**Trecho para leitura:**
Esses compartimentos, porém, ainda geram críticas. Alguns usuários dizem que o componente poderia ser maior e mais resistente — acreditam também que deveria ser mais fácil encontrar peças de reposição.
A bateria também é um grande diferencial desses bichinhos: alguns modelos não possuem a função de retornar para a sua base de carregamento sozinhos, o que diminui a autonomia do robô na quantidade de horas que pode entregar. Em geral, nos dispositivos mais simples, uma carga pode durar de uma a duas horas, e o carregamento pode passar das quatro horas na tomada. Para a engenheira Alyne Yamabe e a advogada Camila Dutra, que dividem um apartamento em Moema, São Paulo, isso poderia melhorar.
“Eu acho que o tempo de carga ainda é longo, quando comparado ao tempo que ele funciona”, diz. Para os que não voltam sozinhos para a base, tem outra desvantagem. “Se acaba a bateria embaixo da cama, por exemplo, para tirar ele de lá dá trabalho”, afirma Camila.
Com a inteligência artificial (IA), porém, é possível deixar esses dispositivos mais adaptados ao lar. Renato Giacomini, coordenador do curso de Engenharia Elétrica da FEI, afirma que já existem no mercado modelos com tecnologia de visão computacional, onde um sensor Lidar é capaz de escanear o ambiente e construir um mapa da casa. Assim, com a memória, o equipamento trabalha com plena visão dos obstáculos, objetos frágeis e relevos, como um tapete ou um degrau, além de retornar sozinho para a base.

**Partes do exercício:**
A. Reescreva em forma de lista o parágrafo do trecho que começa com "A bateria também é um grande diferencial", preservando seus fatos principais.
B. Transcreva fielmente do trecho tudo o que vai desde "Esses compartimentos, porém, ainda" até "isso poderia melhorar.".

[Registros de dados]
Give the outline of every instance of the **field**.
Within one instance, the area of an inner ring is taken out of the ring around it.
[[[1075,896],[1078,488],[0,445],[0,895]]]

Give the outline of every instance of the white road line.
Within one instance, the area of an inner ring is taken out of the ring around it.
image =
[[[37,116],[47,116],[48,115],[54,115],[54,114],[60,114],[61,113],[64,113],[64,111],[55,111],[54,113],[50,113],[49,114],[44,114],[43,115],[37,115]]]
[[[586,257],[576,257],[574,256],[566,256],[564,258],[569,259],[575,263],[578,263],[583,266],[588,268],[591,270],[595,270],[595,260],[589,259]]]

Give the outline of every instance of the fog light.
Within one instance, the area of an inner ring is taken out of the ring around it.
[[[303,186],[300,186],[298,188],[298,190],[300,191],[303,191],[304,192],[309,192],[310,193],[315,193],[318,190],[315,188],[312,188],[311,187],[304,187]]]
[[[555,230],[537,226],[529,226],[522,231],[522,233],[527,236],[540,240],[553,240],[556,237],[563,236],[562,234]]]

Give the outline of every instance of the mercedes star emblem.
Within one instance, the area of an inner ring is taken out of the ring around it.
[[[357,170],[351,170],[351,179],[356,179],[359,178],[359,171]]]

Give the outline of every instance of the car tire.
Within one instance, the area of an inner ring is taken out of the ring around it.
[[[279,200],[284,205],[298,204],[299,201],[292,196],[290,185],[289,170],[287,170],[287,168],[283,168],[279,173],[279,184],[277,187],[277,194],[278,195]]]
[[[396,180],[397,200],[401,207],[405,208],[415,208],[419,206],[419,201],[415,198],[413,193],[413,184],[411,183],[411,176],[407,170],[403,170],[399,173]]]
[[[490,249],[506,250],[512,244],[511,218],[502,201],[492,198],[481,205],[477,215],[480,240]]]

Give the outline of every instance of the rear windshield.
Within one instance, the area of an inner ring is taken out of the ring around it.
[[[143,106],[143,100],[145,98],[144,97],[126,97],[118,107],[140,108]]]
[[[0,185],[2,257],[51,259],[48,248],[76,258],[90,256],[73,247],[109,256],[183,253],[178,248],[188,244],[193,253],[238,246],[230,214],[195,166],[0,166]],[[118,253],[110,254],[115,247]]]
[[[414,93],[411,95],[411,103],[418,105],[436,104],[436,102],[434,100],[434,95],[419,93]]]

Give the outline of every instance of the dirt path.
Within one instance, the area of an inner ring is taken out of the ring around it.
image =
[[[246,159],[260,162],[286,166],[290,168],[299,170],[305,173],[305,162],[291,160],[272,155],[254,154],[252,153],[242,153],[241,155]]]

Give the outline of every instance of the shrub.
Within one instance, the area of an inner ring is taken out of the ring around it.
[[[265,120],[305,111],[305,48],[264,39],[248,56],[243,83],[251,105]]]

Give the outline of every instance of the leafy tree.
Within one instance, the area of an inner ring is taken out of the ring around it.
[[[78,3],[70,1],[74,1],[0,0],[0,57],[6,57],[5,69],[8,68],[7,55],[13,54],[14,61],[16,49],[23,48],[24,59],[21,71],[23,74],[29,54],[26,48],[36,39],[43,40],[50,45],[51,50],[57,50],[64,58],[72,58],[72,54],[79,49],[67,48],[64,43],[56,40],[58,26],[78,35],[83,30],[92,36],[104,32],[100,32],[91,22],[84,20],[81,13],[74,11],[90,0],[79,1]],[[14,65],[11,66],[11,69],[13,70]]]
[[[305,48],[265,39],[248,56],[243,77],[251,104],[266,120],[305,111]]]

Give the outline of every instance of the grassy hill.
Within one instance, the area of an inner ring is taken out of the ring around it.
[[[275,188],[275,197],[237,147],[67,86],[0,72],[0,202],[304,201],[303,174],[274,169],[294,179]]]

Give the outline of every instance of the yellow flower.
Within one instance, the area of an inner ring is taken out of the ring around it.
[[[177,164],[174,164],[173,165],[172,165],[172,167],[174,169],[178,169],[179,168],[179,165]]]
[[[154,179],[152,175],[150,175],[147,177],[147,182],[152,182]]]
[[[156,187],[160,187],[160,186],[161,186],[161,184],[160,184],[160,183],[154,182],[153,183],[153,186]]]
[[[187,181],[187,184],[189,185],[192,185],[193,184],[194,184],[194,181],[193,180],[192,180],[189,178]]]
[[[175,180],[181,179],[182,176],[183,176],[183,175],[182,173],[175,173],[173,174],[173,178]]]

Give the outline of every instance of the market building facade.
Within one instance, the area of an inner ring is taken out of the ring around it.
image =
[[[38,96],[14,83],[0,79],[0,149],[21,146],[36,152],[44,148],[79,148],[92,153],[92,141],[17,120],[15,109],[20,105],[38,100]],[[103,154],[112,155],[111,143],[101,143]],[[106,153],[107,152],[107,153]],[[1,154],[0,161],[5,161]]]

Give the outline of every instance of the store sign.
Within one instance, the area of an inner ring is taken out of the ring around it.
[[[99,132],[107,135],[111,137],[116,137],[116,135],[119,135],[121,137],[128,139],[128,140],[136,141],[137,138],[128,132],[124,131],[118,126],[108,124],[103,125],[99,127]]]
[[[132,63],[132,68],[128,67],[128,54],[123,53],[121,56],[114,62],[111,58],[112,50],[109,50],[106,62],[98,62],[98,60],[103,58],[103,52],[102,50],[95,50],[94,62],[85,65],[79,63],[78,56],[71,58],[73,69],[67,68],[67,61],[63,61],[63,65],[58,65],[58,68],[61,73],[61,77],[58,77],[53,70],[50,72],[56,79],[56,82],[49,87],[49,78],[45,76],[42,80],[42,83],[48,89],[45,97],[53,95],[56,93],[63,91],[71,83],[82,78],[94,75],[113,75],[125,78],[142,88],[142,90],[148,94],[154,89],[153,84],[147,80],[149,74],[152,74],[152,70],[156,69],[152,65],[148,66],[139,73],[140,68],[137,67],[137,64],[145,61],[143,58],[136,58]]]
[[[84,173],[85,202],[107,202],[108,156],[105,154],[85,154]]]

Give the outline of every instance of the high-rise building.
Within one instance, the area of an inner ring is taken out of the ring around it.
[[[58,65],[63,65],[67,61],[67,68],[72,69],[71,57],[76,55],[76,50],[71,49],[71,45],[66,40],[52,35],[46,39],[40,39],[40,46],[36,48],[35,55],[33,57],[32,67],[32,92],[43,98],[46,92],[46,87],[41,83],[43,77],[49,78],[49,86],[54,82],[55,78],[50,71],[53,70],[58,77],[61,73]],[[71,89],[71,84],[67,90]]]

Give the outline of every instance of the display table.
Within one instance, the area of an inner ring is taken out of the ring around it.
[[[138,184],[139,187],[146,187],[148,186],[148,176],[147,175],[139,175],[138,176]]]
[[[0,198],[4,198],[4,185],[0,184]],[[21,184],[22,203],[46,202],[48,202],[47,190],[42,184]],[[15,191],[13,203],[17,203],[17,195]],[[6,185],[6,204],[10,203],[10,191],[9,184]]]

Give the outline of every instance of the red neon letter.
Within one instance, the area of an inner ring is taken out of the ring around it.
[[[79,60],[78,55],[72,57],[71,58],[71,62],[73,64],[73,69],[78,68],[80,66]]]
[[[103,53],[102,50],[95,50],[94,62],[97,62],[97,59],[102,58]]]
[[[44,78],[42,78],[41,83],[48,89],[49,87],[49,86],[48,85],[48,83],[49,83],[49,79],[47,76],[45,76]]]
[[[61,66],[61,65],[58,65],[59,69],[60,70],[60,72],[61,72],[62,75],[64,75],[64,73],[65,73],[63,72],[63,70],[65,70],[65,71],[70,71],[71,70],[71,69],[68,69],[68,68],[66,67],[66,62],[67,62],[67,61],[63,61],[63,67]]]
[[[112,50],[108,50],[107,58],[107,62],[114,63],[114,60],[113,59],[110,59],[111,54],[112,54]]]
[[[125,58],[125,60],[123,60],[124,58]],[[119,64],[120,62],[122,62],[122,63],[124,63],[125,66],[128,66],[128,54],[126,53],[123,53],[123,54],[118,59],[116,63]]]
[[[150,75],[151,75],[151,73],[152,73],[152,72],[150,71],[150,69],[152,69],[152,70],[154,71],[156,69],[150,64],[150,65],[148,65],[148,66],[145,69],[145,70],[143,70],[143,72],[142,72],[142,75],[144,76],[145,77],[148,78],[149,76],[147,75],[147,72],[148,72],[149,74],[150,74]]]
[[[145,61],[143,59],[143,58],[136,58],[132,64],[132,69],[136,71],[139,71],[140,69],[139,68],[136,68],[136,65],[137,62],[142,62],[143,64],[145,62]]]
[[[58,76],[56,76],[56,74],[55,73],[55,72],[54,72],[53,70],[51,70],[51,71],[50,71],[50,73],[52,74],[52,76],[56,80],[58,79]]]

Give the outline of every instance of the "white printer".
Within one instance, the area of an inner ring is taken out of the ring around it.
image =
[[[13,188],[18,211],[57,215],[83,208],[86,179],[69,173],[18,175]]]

**Exercício resolvido:**
A.
- A bateria é um grande diferencial desses robôs.
- Alguns modelos não retornam sozinhos à base de carregamento, o que reduz sua autonomia em horas de uso.
- Nos dispositivos mais simples, uma carga dura, em geral, de uma a duas horas.
- O carregamento na tomada pode ultrapassar quatro horas.
- Para a engenheira Alyne Yamabe e a advogada Camila Dutra, que dividem um apartamento em Moema, São Paulo, isso poderia melhorar.

B.
Esses compartimentos, porém, ainda geram críticas. Alguns usuários dizem que o componente poderia ser maior e mais resistente — acreditam também que deveria ser mais fácil encontrar peças de reposição.
A bateria também é um grande diferencial desses bichinhos: alguns modelos não possuem a função de retornar para a sua base de carregamento sozinhos, o que diminui a autonomia do robô na quantidade de horas que pode entregar. Em geral, nos dispositivos mais simples, uma carga pode durar de uma a duas horas, e o carregamento pode passar das quatro horas na tomada. Para a engenheira Alyne Yamabe e a advogada Camila Dutra, que dividem um apartamento em Moema, São Paulo, isso poderia melhorar.